__Problem__.
Pick out every line in the rows below that contains the word "football", and copy each such line in full.

__Data for processing__.

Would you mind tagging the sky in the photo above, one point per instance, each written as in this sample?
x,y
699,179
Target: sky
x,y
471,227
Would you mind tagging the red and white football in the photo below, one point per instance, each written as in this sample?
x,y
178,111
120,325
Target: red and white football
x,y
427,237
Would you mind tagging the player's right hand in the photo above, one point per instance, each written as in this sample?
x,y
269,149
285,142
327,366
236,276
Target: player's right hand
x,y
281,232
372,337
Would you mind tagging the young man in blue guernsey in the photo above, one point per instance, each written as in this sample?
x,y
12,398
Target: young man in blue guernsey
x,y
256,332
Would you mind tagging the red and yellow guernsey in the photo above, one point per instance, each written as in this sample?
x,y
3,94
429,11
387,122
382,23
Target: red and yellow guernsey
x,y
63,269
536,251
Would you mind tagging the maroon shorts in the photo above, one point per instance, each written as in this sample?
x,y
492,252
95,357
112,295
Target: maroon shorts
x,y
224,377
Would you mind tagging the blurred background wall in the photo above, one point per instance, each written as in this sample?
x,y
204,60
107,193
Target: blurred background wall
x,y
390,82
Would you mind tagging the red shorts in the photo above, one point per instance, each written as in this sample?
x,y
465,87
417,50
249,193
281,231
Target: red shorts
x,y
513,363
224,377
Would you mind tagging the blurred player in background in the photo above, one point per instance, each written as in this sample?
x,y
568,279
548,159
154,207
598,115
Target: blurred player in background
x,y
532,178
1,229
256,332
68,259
---
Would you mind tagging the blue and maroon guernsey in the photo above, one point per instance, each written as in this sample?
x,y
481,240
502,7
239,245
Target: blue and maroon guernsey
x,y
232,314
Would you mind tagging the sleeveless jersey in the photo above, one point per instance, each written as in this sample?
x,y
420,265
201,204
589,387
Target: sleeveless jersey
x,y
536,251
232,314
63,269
==
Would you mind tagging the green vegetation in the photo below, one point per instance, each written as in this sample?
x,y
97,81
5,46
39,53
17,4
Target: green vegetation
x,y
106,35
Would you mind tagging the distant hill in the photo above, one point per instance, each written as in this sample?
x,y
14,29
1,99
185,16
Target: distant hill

__Final answer__.
Would you mind tagging the red and white football in the photo below, one point per instance, each written as in this sample?
Target: red and white football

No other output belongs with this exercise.